▸ WHAT TO DO
1 > Condense the paragraph of the elderflower tincture text that begins "To avoid difficulties with water content" into a shorter version that keeps its main facts.
2 > Reproduce the elderflower tincture text between "To avoid difficulties" and "for two weeks.", inclusive, substituting "brandy" for every occurrence of "vodka".

When making a tincture, alcohol is used to extract the medicinal properties of the plant material. Tinctures are ideal for herbs you may wish to gather in spring time for use over the winter months.
Herbal tinctures are made with either fresh or dried plant material. If using fresh plant the water content of the fresh plant needs to be taken into account. The quantity of marc (plant material) and menstrum (liquid/alcohol) determines the tincture strengthen*. For some herbs a stronger alcohol is necessary. Important to know as a medical herbalist prescribing herbs on a regular basis.
Don’t panic! For the lay person making herbal remedies, for personal use, there are many herbs that can be extracted well with a 40% vodka. Elderflowers being one. You don’t need to worry too much about the menstrum/marc ratio.
Harvesting and Drying Elderflowers
The following tincture recipe uses Sambucus nigra (elderflowers). These are usually in bloom from mid-May to early July. June is often the best time to harvest.
To avoid difficulties with water content, which can ruin your tincture, collect on a bright and sunny morning. Once you have gathered the flowers lay them out on brown paper. This needs to be somewhere which is warm and dry, out of direct sun and with good air circulation. Once the flowers dry out they will easily rub free from the stems.
25 g chopped dried (Sambucus nigra flos) elderflowers (MARC)
200 ml 40% vodka (MENSTRUM)
measuring scales (to measure out dry plant material),
measuring jug or container (to measure vodka),
clean sterilised jar with lid and label,
and a bottle with lid and label (after decanting)
Place 25 g of chopped dried herb into a jar and cover with the menstrum (in this case vodka). Plant material must be completely covered. If you need to add more vodka do.
Seal the jar and label with date and contents.
Shake daily for two weeks.

Point-per-instance localization data:
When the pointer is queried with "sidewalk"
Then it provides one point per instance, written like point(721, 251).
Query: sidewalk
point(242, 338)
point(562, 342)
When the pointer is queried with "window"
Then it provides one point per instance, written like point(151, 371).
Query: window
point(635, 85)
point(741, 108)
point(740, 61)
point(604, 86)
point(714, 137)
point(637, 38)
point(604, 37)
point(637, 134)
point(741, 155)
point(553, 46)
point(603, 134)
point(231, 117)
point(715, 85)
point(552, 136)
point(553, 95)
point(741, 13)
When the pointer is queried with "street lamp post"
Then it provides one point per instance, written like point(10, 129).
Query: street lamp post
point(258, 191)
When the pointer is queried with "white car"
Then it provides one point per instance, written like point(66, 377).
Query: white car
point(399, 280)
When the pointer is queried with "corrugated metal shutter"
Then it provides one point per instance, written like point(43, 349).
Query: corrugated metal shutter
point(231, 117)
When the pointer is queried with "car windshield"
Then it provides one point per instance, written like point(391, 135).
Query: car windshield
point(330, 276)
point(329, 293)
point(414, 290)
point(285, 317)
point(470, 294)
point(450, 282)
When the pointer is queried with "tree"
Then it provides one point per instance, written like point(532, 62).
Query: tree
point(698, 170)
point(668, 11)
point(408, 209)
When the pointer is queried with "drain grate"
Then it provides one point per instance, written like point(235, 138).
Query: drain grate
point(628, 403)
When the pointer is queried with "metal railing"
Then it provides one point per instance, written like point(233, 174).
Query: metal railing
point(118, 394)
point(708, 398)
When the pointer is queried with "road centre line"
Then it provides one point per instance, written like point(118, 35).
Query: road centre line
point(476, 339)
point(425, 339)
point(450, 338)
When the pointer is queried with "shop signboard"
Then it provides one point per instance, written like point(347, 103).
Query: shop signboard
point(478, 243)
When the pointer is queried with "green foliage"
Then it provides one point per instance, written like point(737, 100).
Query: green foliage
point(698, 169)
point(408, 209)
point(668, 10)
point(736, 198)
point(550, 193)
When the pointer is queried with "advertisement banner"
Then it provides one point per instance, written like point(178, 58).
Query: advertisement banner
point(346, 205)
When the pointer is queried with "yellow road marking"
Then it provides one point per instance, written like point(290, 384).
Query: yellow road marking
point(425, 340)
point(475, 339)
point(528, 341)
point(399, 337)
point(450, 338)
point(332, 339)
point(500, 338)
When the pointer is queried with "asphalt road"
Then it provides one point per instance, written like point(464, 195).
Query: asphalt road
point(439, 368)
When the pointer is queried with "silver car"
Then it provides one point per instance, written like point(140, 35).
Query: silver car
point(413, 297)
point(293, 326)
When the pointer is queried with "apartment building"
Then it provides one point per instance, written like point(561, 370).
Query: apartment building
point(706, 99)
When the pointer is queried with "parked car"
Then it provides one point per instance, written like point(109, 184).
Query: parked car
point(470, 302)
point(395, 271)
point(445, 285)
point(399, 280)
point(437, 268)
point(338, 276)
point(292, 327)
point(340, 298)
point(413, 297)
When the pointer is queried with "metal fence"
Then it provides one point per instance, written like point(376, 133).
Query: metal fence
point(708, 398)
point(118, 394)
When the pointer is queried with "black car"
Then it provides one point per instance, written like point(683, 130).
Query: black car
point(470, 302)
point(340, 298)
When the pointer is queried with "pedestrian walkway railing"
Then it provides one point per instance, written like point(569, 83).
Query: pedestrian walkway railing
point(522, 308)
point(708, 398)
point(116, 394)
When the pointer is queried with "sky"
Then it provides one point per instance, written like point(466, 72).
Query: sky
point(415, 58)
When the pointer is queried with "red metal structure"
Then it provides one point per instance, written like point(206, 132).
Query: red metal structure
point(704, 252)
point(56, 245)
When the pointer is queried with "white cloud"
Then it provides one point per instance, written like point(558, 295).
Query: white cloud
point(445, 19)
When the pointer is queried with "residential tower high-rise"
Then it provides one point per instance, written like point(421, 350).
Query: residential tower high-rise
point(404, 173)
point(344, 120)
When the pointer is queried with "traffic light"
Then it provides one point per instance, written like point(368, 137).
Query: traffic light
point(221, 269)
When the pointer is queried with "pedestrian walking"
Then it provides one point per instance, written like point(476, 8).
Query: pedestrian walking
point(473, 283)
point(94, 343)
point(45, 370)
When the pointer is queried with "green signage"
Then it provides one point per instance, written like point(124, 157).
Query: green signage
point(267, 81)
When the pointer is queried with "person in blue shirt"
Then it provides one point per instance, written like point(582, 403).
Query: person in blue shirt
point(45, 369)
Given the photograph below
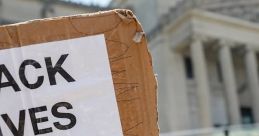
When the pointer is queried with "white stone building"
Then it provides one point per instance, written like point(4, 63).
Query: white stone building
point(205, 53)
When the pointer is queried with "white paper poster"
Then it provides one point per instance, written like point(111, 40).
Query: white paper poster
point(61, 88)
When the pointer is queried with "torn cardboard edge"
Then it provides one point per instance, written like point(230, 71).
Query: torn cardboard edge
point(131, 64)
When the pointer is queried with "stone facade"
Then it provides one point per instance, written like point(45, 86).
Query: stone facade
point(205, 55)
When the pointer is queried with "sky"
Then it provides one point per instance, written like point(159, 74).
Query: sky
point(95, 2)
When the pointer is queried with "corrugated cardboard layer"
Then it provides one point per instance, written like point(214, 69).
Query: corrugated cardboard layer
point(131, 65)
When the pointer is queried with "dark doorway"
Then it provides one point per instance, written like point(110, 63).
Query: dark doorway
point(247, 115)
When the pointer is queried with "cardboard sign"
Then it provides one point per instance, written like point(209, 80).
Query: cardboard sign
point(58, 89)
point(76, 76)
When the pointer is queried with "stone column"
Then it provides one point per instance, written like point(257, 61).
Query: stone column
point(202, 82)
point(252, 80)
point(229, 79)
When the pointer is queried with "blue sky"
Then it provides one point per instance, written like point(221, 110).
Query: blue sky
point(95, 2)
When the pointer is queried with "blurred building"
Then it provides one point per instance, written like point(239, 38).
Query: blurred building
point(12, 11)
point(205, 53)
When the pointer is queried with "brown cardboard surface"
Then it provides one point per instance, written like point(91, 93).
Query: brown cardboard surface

▸ TASK ANSWERS
1 > To keep excess water out of the tincture, collect elderflowers on a bright, sunny morning. Spread the gathered flowers on brown paper in a warm, dry, well-ventilated spot out of direct sun. When dry, the flowers rub easily off the stems.

2 >
To avoid difficulties with water content, which can ruin your tincture, collect on a bright and sunny morning. Once you have gathered the flowers lay them out on brown paper. This needs to be somewhere which is warm and dry, out of direct sun and with good air circulation. Once the flowers dry out they will easily rub free from the stems.
25 g chopped dried (Sambucus nigra flos) elderflowers (MARC)
200 ml 40% brandy (MENSTRUM)
measuring scales (to measure out dry plant material),
measuring jug or container (to measure brandy),
clean sterilised jar with lid and label,
and a bottle with lid and label (after decanting)
Place 25 g of chopped dried herb into a jar and cover with the menstrum (in this case brandy). Plant material must be completely covered. If you need to add more brandy do.
Seal the jar and label with date and contents.
Shake daily for two weeks.